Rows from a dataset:
--
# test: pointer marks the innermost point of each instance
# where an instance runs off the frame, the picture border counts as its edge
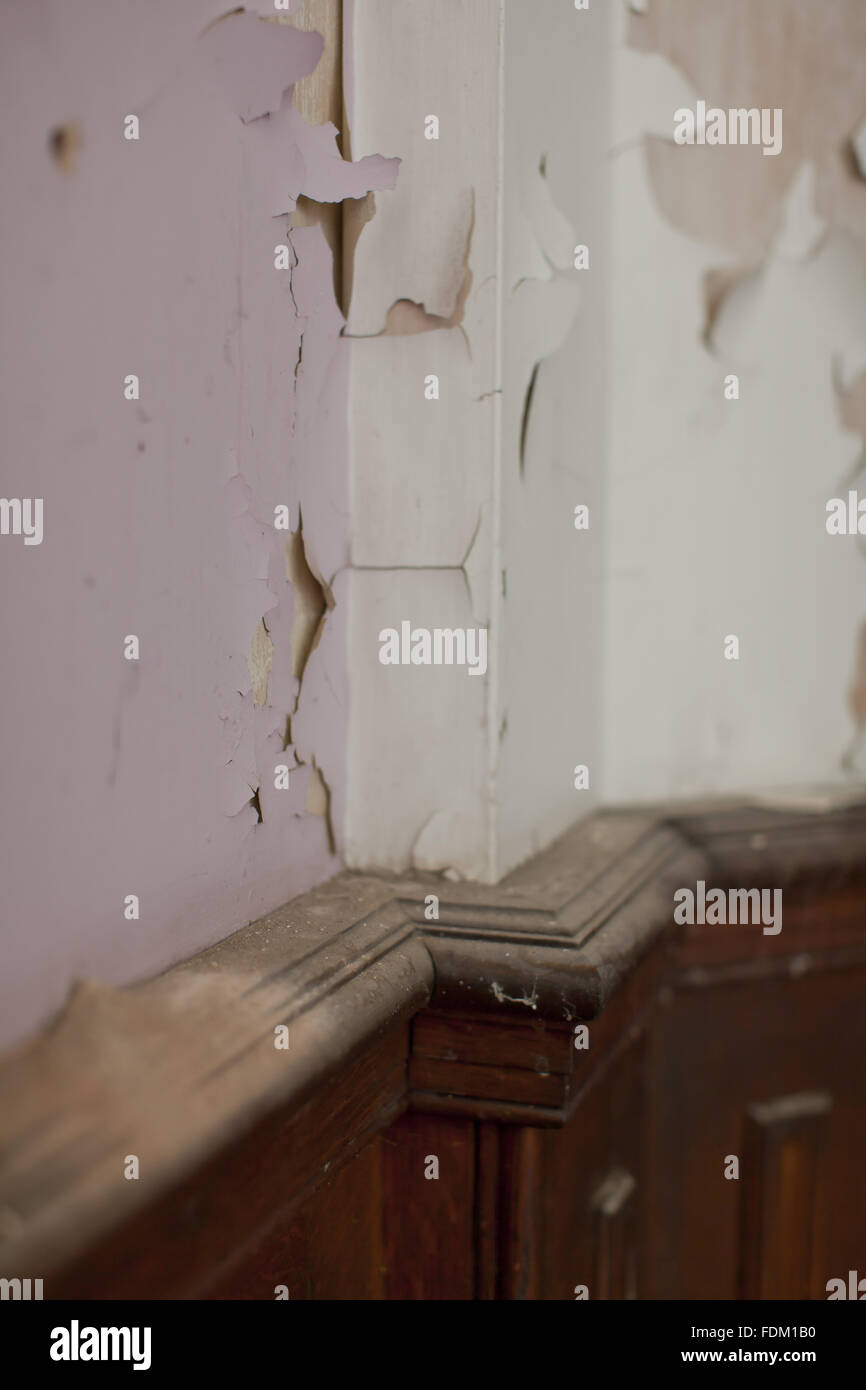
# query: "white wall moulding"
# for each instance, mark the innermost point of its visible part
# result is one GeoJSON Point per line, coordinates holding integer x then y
--
Exercise directions: Except for the pictures, print the data above exactly.

Written response:
# test: pointer marks the innermost point of each instance
# where an instance runs off the frame, the picture border counts as its edge
# query: "white wall moulding"
# for each instance, mark the innermost point of its visible part
# result is one GeoJSON Point per line, coordinates holding integer x then y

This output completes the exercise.